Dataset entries
____

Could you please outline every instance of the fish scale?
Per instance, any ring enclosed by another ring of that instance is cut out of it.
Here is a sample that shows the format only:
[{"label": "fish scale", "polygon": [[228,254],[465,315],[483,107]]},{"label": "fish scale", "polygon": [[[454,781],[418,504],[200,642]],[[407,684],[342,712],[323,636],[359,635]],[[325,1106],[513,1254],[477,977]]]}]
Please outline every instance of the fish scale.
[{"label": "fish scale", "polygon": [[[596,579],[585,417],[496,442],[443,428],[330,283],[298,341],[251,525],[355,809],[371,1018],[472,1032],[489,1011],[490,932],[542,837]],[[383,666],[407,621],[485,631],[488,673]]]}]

____

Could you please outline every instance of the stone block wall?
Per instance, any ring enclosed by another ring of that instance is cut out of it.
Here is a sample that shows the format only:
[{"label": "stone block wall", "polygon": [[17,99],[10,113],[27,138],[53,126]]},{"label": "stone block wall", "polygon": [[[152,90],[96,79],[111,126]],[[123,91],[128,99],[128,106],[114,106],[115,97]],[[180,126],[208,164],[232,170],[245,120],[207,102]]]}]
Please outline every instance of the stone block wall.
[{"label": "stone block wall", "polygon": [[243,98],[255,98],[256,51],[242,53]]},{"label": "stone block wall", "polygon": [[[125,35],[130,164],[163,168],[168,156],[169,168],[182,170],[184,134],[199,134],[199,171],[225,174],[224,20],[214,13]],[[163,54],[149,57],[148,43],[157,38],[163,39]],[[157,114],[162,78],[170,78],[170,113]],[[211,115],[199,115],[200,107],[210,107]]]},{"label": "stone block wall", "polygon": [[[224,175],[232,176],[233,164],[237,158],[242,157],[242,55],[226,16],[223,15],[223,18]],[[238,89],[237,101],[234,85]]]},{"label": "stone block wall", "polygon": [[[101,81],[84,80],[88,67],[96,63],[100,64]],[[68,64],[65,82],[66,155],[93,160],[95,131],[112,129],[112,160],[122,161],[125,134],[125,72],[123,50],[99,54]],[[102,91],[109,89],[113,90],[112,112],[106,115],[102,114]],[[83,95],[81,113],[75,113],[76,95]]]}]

____

### WHAT THE EXERCISE ASKS
Rewrite only the lines above, starting with the line that contains "Could you please outline every instance of the fish" and going on through the line that contains "Please outline every instance of the fish scale.". Replace "outline" with "trace" and leave everything else unchanged.

### THE OUTPUT
Could you please trace every instance of the fish scale?
Per instance, any ring enclosed by another ring of that instance is cut out of it.
Here is a sample that shows the format only:
[{"label": "fish scale", "polygon": [[228,254],[465,315],[483,107]]},{"label": "fish scale", "polygon": [[[454,781],[418,504],[200,642]],[[407,684],[342,712],[323,636],[359,635]],[[325,1106],[513,1254],[477,977]]]}]
Please trace every instance of the fish scale.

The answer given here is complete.